▶ WHAT IS REQUIRED
Rewrite the part of the records that opens with the line containing "spot: pine tree => coords" and runs through the end of the records, substituting "JSON list" for "JSON array" and leaving everything else the same.

▶ Stored items
**********
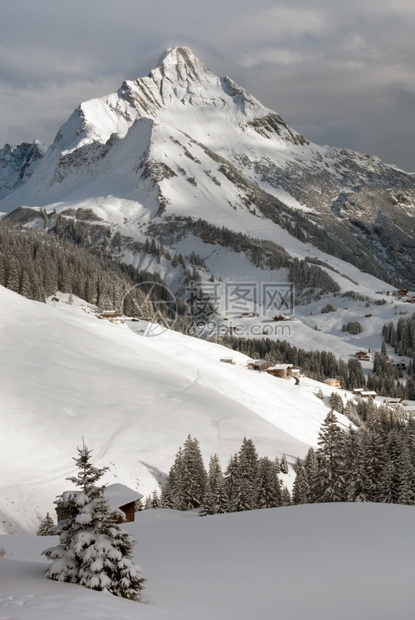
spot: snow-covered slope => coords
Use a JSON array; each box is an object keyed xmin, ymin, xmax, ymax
[
  {"xmin": 0, "ymin": 288, "xmax": 348, "ymax": 532},
  {"xmin": 0, "ymin": 504, "xmax": 415, "ymax": 620},
  {"xmin": 0, "ymin": 140, "xmax": 46, "ymax": 198},
  {"xmin": 0, "ymin": 47, "xmax": 415, "ymax": 285}
]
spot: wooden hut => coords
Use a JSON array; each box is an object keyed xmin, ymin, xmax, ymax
[
  {"xmin": 248, "ymin": 360, "xmax": 271, "ymax": 370},
  {"xmin": 56, "ymin": 482, "xmax": 143, "ymax": 523},
  {"xmin": 267, "ymin": 364, "xmax": 301, "ymax": 379},
  {"xmin": 324, "ymin": 378, "xmax": 341, "ymax": 388}
]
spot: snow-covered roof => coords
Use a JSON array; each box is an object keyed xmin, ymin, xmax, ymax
[{"xmin": 105, "ymin": 482, "xmax": 143, "ymax": 508}]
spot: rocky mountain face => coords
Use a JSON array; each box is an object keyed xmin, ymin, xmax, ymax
[
  {"xmin": 0, "ymin": 47, "xmax": 415, "ymax": 288},
  {"xmin": 0, "ymin": 140, "xmax": 46, "ymax": 198}
]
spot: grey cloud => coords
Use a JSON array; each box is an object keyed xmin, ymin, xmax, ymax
[{"xmin": 0, "ymin": 0, "xmax": 415, "ymax": 170}]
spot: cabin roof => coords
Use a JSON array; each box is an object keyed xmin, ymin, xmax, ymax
[{"xmin": 105, "ymin": 482, "xmax": 143, "ymax": 508}]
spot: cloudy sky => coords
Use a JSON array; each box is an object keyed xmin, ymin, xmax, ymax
[{"xmin": 0, "ymin": 0, "xmax": 415, "ymax": 171}]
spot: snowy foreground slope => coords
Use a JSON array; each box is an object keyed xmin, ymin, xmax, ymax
[
  {"xmin": 0, "ymin": 288, "xmax": 348, "ymax": 533},
  {"xmin": 0, "ymin": 504, "xmax": 415, "ymax": 620},
  {"xmin": 0, "ymin": 288, "xmax": 348, "ymax": 533}
]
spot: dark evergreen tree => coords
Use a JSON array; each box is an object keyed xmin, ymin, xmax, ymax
[
  {"xmin": 36, "ymin": 512, "xmax": 55, "ymax": 536},
  {"xmin": 43, "ymin": 446, "xmax": 146, "ymax": 601},
  {"xmin": 254, "ymin": 456, "xmax": 282, "ymax": 508},
  {"xmin": 312, "ymin": 411, "xmax": 347, "ymax": 502},
  {"xmin": 291, "ymin": 460, "xmax": 310, "ymax": 504}
]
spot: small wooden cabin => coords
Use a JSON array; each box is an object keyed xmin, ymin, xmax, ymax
[
  {"xmin": 99, "ymin": 310, "xmax": 124, "ymax": 325},
  {"xmin": 248, "ymin": 360, "xmax": 271, "ymax": 370},
  {"xmin": 324, "ymin": 378, "xmax": 341, "ymax": 388},
  {"xmin": 56, "ymin": 483, "xmax": 143, "ymax": 523},
  {"xmin": 105, "ymin": 482, "xmax": 143, "ymax": 523},
  {"xmin": 267, "ymin": 364, "xmax": 301, "ymax": 379}
]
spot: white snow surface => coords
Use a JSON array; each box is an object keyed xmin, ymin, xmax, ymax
[
  {"xmin": 0, "ymin": 504, "xmax": 415, "ymax": 620},
  {"xmin": 0, "ymin": 288, "xmax": 348, "ymax": 533}
]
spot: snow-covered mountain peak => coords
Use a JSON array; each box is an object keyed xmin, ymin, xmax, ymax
[{"xmin": 156, "ymin": 47, "xmax": 215, "ymax": 83}]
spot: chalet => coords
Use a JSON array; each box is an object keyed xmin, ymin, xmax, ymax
[
  {"xmin": 272, "ymin": 314, "xmax": 290, "ymax": 321},
  {"xmin": 105, "ymin": 482, "xmax": 143, "ymax": 523},
  {"xmin": 99, "ymin": 310, "xmax": 124, "ymax": 325},
  {"xmin": 267, "ymin": 364, "xmax": 301, "ymax": 379},
  {"xmin": 247, "ymin": 360, "xmax": 272, "ymax": 370},
  {"xmin": 360, "ymin": 390, "xmax": 377, "ymax": 400},
  {"xmin": 56, "ymin": 483, "xmax": 143, "ymax": 523},
  {"xmin": 324, "ymin": 378, "xmax": 341, "ymax": 388}
]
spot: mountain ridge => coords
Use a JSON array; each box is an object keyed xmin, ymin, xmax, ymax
[{"xmin": 0, "ymin": 47, "xmax": 415, "ymax": 286}]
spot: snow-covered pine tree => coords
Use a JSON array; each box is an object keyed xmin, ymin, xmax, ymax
[
  {"xmin": 43, "ymin": 446, "xmax": 146, "ymax": 601},
  {"xmin": 280, "ymin": 454, "xmax": 288, "ymax": 474},
  {"xmin": 291, "ymin": 459, "xmax": 310, "ymax": 505},
  {"xmin": 224, "ymin": 454, "xmax": 240, "ymax": 512},
  {"xmin": 180, "ymin": 435, "xmax": 207, "ymax": 510},
  {"xmin": 36, "ymin": 512, "xmax": 55, "ymax": 536},
  {"xmin": 200, "ymin": 454, "xmax": 228, "ymax": 516},
  {"xmin": 254, "ymin": 456, "xmax": 282, "ymax": 508},
  {"xmin": 312, "ymin": 410, "xmax": 347, "ymax": 502}
]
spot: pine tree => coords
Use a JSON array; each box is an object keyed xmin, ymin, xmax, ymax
[
  {"xmin": 292, "ymin": 460, "xmax": 310, "ymax": 505},
  {"xmin": 362, "ymin": 429, "xmax": 388, "ymax": 502},
  {"xmin": 36, "ymin": 512, "xmax": 55, "ymax": 536},
  {"xmin": 312, "ymin": 411, "xmax": 347, "ymax": 502},
  {"xmin": 43, "ymin": 446, "xmax": 146, "ymax": 601},
  {"xmin": 200, "ymin": 454, "xmax": 227, "ymax": 516},
  {"xmin": 255, "ymin": 456, "xmax": 282, "ymax": 508},
  {"xmin": 180, "ymin": 435, "xmax": 207, "ymax": 510},
  {"xmin": 280, "ymin": 454, "xmax": 288, "ymax": 474}
]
**********
▶ WORKED SOLUTION
spot: pine tree => coords
Use a JSON list; each box is an object keyed xmin, ymin, xmax, ymax
[
  {"xmin": 292, "ymin": 460, "xmax": 310, "ymax": 505},
  {"xmin": 362, "ymin": 429, "xmax": 388, "ymax": 502},
  {"xmin": 36, "ymin": 512, "xmax": 55, "ymax": 536},
  {"xmin": 312, "ymin": 411, "xmax": 347, "ymax": 502},
  {"xmin": 43, "ymin": 446, "xmax": 146, "ymax": 601},
  {"xmin": 200, "ymin": 454, "xmax": 227, "ymax": 516},
  {"xmin": 255, "ymin": 456, "xmax": 282, "ymax": 508},
  {"xmin": 180, "ymin": 435, "xmax": 207, "ymax": 510},
  {"xmin": 280, "ymin": 454, "xmax": 288, "ymax": 474}
]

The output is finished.